(Work to be completed)
Identify each line in the data below that contains the word "microphone", and copy every such line.

(Given data)
___

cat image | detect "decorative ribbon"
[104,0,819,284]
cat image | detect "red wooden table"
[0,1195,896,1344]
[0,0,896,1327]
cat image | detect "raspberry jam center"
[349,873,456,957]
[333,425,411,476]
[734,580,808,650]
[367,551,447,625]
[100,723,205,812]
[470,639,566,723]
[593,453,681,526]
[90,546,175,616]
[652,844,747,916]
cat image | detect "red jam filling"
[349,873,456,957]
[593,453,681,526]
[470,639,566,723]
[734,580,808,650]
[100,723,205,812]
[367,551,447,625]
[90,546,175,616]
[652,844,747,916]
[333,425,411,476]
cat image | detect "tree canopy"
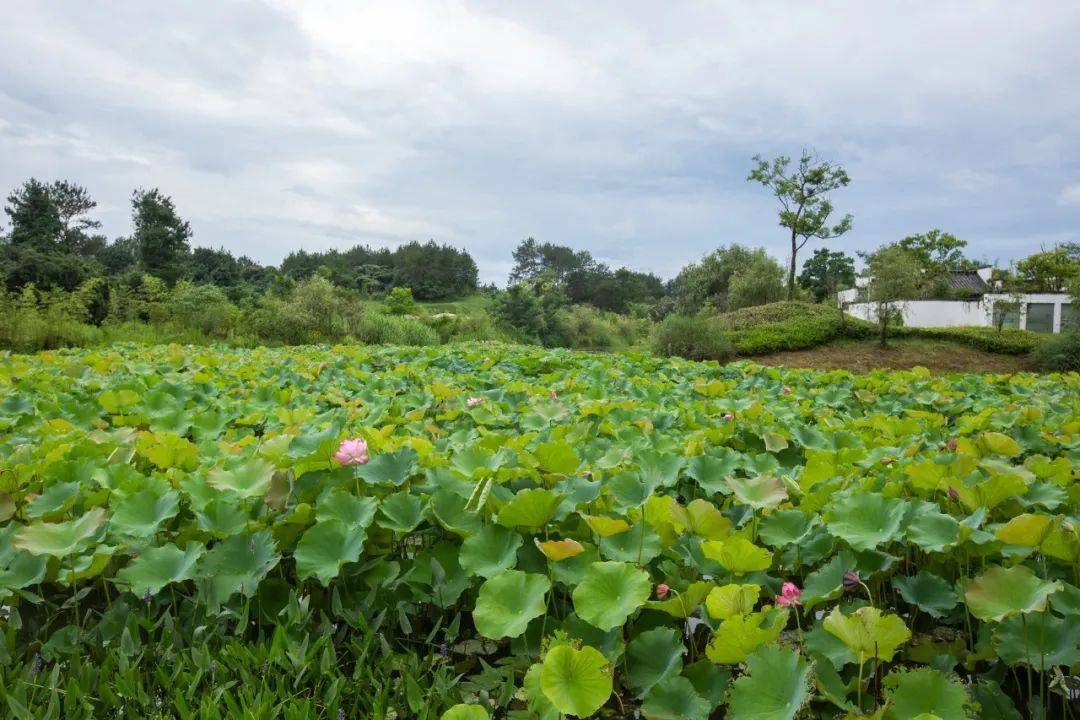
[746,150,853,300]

___

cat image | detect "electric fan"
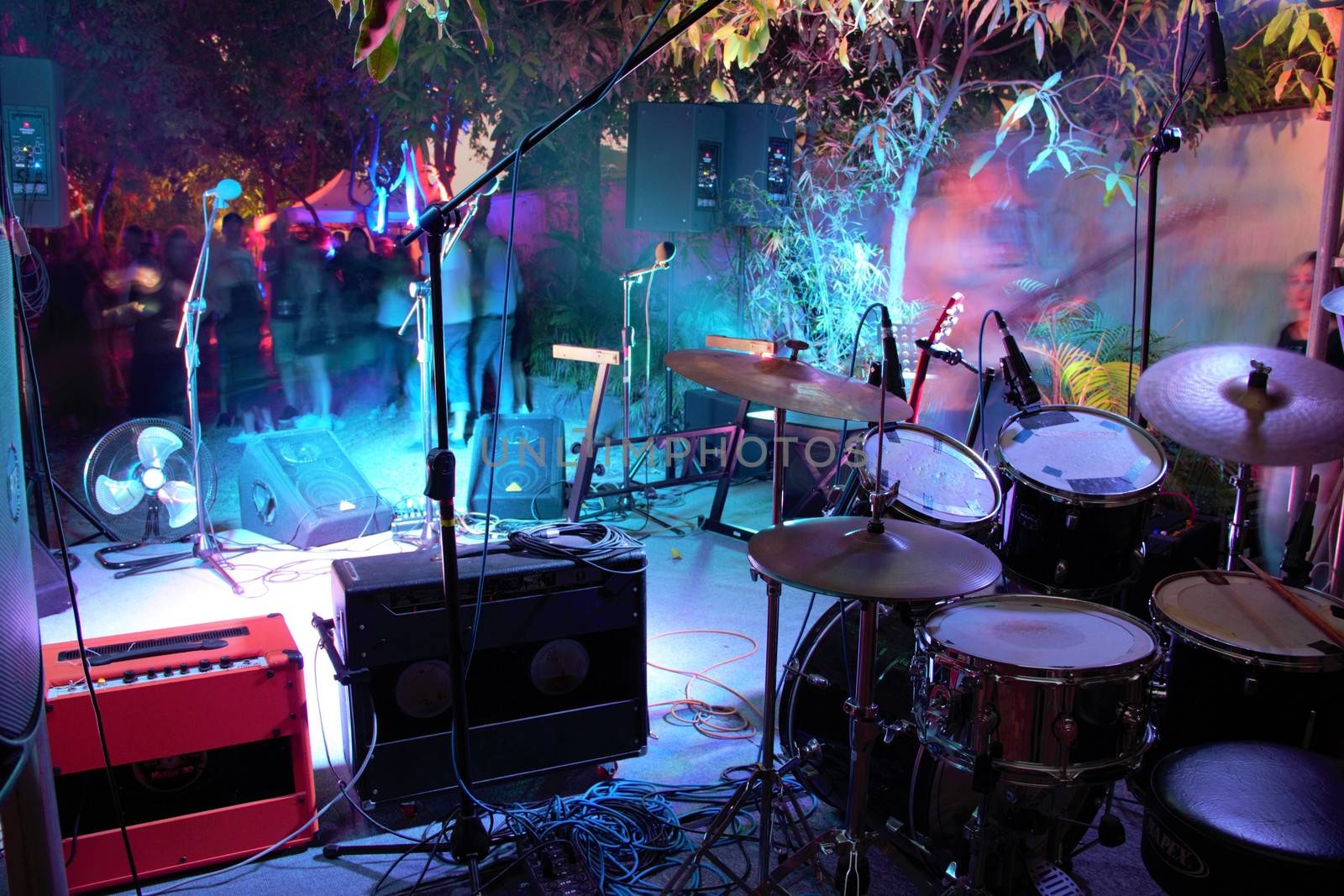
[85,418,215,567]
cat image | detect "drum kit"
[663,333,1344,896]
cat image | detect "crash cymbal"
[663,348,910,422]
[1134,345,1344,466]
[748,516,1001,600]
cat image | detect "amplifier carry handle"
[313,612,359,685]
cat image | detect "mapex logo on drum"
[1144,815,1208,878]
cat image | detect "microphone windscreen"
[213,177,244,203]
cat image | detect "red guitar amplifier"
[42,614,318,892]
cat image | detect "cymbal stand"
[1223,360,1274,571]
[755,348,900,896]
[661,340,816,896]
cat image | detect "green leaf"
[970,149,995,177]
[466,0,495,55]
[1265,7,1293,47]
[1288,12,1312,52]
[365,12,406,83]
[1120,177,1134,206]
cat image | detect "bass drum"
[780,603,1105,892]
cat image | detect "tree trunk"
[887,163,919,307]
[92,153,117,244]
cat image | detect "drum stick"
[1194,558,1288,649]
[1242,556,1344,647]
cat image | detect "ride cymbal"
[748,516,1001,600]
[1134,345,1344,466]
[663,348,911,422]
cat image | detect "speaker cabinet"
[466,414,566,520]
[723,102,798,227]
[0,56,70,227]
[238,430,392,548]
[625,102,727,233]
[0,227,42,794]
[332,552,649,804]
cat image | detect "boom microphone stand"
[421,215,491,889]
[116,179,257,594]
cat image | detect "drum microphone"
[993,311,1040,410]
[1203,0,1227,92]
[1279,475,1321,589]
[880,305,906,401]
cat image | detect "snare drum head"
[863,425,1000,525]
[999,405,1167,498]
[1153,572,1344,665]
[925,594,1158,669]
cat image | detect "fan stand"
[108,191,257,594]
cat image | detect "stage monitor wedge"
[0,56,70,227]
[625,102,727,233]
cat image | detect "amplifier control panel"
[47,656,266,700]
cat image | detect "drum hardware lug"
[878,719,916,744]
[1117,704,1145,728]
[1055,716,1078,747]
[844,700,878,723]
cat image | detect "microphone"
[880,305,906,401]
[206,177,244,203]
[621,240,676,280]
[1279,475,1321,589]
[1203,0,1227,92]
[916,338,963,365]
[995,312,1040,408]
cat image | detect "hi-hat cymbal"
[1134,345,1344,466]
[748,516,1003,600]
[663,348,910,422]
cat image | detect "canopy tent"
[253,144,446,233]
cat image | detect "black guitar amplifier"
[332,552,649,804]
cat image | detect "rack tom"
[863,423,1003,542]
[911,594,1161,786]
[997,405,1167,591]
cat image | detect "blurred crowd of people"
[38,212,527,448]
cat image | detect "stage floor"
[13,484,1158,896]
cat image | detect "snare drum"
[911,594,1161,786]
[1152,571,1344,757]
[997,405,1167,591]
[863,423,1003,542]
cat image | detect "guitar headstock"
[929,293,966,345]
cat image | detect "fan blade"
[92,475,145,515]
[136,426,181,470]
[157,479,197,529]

___

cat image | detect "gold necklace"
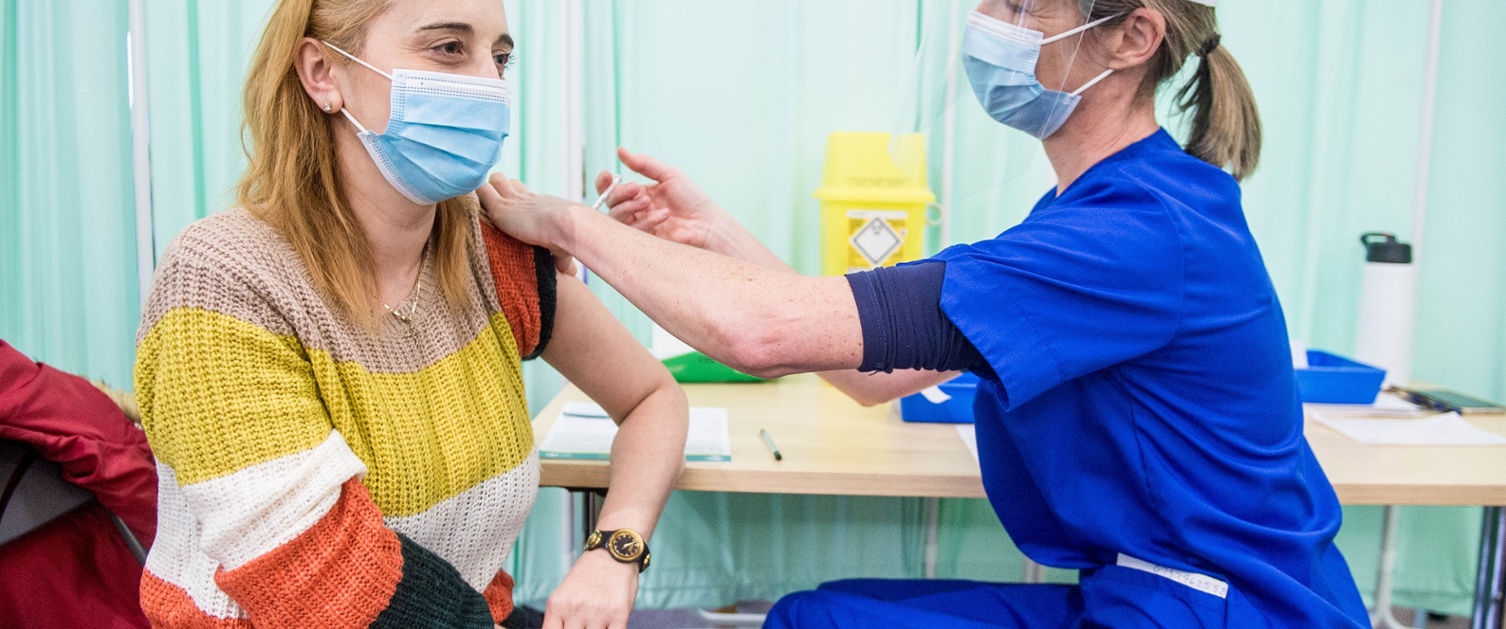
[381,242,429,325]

___

(The answer)
cat image | detect "microphone windscreen"
cat image | detect "boom microphone stand"
cat image | detect "drum microphone"
cat image | detect "microphone"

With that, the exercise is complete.